■ **To do**:
Take down each entry exactly as written.

------------------------------------------------

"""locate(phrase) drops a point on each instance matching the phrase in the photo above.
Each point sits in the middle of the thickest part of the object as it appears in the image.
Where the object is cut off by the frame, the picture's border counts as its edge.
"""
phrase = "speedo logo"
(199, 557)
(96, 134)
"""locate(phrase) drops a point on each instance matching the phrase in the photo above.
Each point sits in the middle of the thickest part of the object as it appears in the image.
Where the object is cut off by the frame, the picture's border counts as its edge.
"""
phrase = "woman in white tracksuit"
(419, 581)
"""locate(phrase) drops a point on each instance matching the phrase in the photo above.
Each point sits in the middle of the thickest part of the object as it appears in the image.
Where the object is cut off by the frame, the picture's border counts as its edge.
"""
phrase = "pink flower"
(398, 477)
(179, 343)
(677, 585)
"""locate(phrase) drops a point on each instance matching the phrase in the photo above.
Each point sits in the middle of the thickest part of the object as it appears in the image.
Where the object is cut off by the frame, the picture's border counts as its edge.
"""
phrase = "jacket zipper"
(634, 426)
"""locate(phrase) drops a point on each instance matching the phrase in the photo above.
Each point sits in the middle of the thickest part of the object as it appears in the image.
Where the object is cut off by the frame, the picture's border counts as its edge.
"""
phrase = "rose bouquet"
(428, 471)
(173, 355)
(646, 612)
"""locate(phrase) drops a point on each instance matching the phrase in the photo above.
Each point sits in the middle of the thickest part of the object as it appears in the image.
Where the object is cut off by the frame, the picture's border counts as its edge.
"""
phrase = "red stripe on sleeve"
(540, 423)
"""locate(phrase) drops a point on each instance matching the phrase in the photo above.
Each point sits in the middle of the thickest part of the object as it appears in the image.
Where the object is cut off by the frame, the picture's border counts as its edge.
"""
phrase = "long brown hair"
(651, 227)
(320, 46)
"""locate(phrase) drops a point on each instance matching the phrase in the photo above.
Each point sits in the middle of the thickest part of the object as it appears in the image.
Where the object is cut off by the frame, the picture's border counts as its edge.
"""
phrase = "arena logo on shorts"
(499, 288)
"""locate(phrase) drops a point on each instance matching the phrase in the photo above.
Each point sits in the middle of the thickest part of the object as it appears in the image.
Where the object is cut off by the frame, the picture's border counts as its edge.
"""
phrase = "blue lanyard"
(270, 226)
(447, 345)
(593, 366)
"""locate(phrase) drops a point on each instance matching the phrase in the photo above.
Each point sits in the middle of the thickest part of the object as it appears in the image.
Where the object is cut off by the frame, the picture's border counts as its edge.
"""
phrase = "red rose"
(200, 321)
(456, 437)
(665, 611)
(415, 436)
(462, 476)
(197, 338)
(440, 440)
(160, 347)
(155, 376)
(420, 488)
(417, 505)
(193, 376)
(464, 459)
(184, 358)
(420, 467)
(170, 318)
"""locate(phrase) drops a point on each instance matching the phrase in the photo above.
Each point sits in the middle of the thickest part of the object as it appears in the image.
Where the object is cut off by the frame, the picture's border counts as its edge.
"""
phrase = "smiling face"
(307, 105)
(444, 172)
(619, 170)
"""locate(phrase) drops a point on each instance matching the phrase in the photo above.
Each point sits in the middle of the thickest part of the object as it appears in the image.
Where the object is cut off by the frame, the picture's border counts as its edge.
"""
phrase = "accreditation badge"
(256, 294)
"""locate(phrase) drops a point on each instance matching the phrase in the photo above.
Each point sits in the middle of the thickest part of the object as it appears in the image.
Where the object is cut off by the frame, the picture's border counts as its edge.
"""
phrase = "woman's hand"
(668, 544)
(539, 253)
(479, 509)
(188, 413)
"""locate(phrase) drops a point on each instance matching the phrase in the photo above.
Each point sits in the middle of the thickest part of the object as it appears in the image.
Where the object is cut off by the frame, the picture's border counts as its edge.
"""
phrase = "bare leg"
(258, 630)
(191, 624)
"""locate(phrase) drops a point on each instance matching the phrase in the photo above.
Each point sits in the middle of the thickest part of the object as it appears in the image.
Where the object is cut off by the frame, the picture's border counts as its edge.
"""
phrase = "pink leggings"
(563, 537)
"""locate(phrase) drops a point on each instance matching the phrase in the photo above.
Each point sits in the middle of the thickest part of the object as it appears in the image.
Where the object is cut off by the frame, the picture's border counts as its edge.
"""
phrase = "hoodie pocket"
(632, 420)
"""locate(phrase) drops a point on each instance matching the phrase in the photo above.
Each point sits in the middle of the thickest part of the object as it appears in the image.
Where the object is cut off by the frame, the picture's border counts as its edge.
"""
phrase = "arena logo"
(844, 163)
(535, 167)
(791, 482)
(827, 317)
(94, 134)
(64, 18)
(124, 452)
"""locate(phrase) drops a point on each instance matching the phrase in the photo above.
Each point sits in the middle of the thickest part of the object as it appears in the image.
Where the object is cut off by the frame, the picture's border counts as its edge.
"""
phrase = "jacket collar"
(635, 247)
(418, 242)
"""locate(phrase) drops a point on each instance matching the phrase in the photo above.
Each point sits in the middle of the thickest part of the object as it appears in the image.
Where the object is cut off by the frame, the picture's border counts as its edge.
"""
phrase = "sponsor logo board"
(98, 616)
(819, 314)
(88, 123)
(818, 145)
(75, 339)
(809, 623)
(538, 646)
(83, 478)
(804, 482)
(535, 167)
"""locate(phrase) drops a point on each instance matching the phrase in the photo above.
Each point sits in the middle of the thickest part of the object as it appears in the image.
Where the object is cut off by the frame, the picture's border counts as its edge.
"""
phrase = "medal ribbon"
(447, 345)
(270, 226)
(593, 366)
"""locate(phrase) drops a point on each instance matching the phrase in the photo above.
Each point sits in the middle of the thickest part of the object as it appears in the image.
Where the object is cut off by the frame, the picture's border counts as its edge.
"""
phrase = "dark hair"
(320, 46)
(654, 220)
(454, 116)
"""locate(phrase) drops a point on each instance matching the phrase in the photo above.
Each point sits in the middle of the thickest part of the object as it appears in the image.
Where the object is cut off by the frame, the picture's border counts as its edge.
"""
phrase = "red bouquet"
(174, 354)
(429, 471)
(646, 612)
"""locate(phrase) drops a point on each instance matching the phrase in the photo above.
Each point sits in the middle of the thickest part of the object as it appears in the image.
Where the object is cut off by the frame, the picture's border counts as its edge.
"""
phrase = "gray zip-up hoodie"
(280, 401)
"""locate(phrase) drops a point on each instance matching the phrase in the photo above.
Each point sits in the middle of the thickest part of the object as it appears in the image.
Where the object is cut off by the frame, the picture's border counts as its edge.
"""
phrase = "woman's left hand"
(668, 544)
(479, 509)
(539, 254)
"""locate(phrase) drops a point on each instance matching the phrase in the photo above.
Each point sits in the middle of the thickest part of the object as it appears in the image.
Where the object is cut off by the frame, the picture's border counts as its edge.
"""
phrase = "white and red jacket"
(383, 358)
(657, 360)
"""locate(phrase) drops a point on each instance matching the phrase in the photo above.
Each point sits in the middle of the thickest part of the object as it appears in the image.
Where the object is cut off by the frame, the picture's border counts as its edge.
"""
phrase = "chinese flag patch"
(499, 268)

------------------------------------------------

■ **Solved problem**:
"""locate(phrase) drops a point on each instance matching the phrase in the photo above.
Each point sits in the middle of the thickest part of the object as it appears in the image.
Where the object is cut off by the frame, the picture's border counts as its edge.
"""
phrase = "speedo logo"
(199, 557)
(96, 134)
"""locate(phrase) drops a point on each instance matching the phrase in the photo above.
Each point sits in the middle of the thickest part of the object as it appears in the image.
Where the object is cut off by the frame, the picture's border counts as its edge.
"""
phrase = "woman in white tracksuit"
(419, 581)
"""locate(phrase) drops a point on each instance matching the phrase in the photo above.
Each point sits in the middle of the thickest part of the object as it appears in the image.
Where the object is cut off by the frame, the picture's border counts as its edge.
"""
phrase = "pink flower"
(398, 477)
(179, 343)
(677, 585)
"""locate(phrase) drops a point on each instance matching the phrase in the photo above.
Each point sits in the middle of the thickest part of the object as it appears in the image.
Where the object is cut off by the frame, the picture's border counts as its edge.
"""
phrase = "jacket zipper"
(634, 426)
"""locate(phrase) drops a point on each instance matching the phrase in the photo above.
Each point sits in the middle of the thickest part of the object as it appears in the image.
Where the object is cut off by the frame, the picture's border counts as its edge.
"""
phrase = "rose bouquet"
(428, 471)
(173, 355)
(646, 612)
"""locate(phrase) drops a point on each instance matching the phrase in the photo above.
Each point sits in the middle of the thickest part of the object as it appears in the image.
Where the object is cut off by the frame, the picture's border counts as its edge.
"""
phrase = "red stripe on sleeve"
(540, 423)
"""locate(phrase) drops a point on each instance matching the phrase in the photo above.
Each point sits in the middle of the thickest part of the object as it appears in the image.
Where the object is cut off by the frame, the picture's border counts as its edge.
"""
phrase = "long brown hair"
(651, 227)
(320, 46)
"""locate(phrase) drops a point on each instance matching the phrase in the photo above.
Each point sits in the middle of the thickest part of the object as it appears in the image.
Where the object is cut off by the frame, the picture's border counts as its edge.
"""
phrase = "arena logo on shorts"
(499, 288)
"""locate(phrase) drops a point on each instance matching the phrase in the photo above.
Each point sits in the middle of the thickest part of the object as it appears in the image.
Where the object is cut off by the frame, the picture's border counts as its edge.
"""
phrase = "blue lanyard"
(270, 226)
(447, 345)
(593, 366)
"""locate(phrase) drops a point on each instance matching the phrase in the photo above.
Each point sits in the middle of the thickest part of the object as it appears in the image.
Where the object is cut off by the frame, the picture's border counts as its edge.
"""
phrase = "red rose"
(200, 321)
(456, 437)
(665, 611)
(415, 436)
(462, 476)
(197, 338)
(440, 440)
(160, 347)
(155, 376)
(420, 488)
(417, 505)
(193, 376)
(464, 459)
(184, 358)
(420, 467)
(170, 318)
"""locate(phrase) drops a point on each instance matching the phrase in the photo above.
Each point sits in the middle of the thickest part of the object as it appears in the image.
Where the object is cut off by the frame, the picture's border counts as its edge.
"""
phrase = "smiling face"
(307, 105)
(444, 172)
(619, 170)
"""locate(phrase) drops a point on each instance matching the phrase in the photo above.
Each point sits in the middle of the thickest part of the object as it appears in the image.
Where the object is cut off by the frame, the picture's border counts as its edge.
"""
phrase = "accreditation badge"
(256, 294)
"""locate(phrase) drops a point on each instance matching the phrase in the photo above.
Each point sits in the middle of the thickest part of the object as it appears in the image.
Where the object is cut off by the frame, the picture's border counts as its edge.
"""
phrase = "woman's hand"
(668, 544)
(539, 253)
(479, 509)
(188, 413)
"""locate(phrase) drops a point on each instance matching the phrase in the photo above.
Each point sits in the middle of the thickest part of the object as it appears in the image.
Where the object is cut off by the frame, the picture's border counts as its edge.
"""
phrase = "bare leg"
(258, 630)
(191, 624)
"""locate(phrase) drops a point on each instance matching the phrase in the photo above.
Each point sits in the middle of the thickest part of the object as it appears in the image.
Where the object is cut off by the frame, the picture's border counts as its edge.
"""
phrase = "pink leggings"
(563, 537)
"""locate(phrase) drops a point on each instance matching the phrase in the photo above.
Each point sits in the middle of the thickest part of the object as it appears in the image.
Where the object is cut off by the frame, the picture's border counts as its edge.
"""
phrase = "hoodie pocket"
(632, 420)
"""locate(phrase) drops a point on each instance matching the phrase in the photo above.
Each point sits in the middle of the thickest part of the object as it appears in the image.
Where the object is cut off by the frame, the picture's border counts as its edge.
"""
phrase = "arena logo"
(844, 163)
(535, 167)
(791, 482)
(827, 317)
(94, 134)
(64, 18)
(124, 452)
"""locate(phrase) drops a point on each instance matching the phrase in the photo above.
Each point sits in the middle of the thickest part of the object as it appears in the image.
Where the object is cut off by the frame, the picture's border counts as its edge.
"""
phrase = "jacket collar"
(635, 247)
(418, 242)
"""locate(phrase) drops a point on each instance matching the phrase in the photo above.
Each point sits in the middle of the thickest part of the object as it appears in the image.
Where the object is cut off by the frame, the picture's border counts as its edge.
"""
phrase = "sponsor logo board"
(98, 616)
(819, 314)
(88, 123)
(818, 145)
(75, 339)
(809, 623)
(538, 646)
(83, 478)
(804, 482)
(535, 167)
"""locate(phrase) drops a point on each instance matching the phrase in the photo above.
Each point sits in the middle of the thickest part of the object as it appears in the image.
Where the object is cut off by the frame, the picture's border counts as its edge.
"""
phrase = "medal ribbon"
(447, 345)
(270, 226)
(593, 366)
"""locate(phrase) drops a point on each instance matching the phrase in the photo above.
Each point sits in the middle of the thickest part of the object as it appears in the image.
Where the object is cut off by the frame, the picture's border counts as its edge.
"""
phrase = "dark hair"
(320, 46)
(654, 220)
(454, 116)
"""locate(phrase) drops a point on each instance matching the phrase in the photo above.
Each point sits in the middle of the thickest part of the object as it appears in the image.
Where the object is cut off by the frame, the picture's border counts as its edge.
"""
phrase = "red bouquet"
(174, 354)
(429, 471)
(646, 612)
"""locate(phrase) drops a point on each instance matching the phrase in the photo above.
Each point sits in the middle of the thickest part of the object as it appears in the image.
Where the object is cut off by the frame, the picture's border counts as its edge.
"""
phrase = "gray zip-up hoodie"
(280, 401)
"""locate(phrase) drops a point on each instance matching the phrase in the photo above.
Each point sits in the middle of the thickest part of the object as it appears in the image.
Where the object is cut off by the frame, the picture's border counts as its edge.
"""
phrase = "woman's left hand"
(668, 544)
(479, 509)
(539, 254)
"""locate(phrase) drops a point on each instance matching the phrase in the photo above.
Each point sits in the middle of the thickest part of the object as it appears in the image.
Where the object is cut off by the frame, the picture's border counts as its edge.
"""
phrase = "white and red jacket"
(383, 358)
(657, 360)
"""locate(phrase) drops a point on each instance matching the phrase in the photo above.
Each point sits in the middle of the thickest part of the object as it appears in the image.
Where the object is cut off by the frame, the picture's border counts as its edge.
"""
phrase = "chinese flag patch"
(499, 268)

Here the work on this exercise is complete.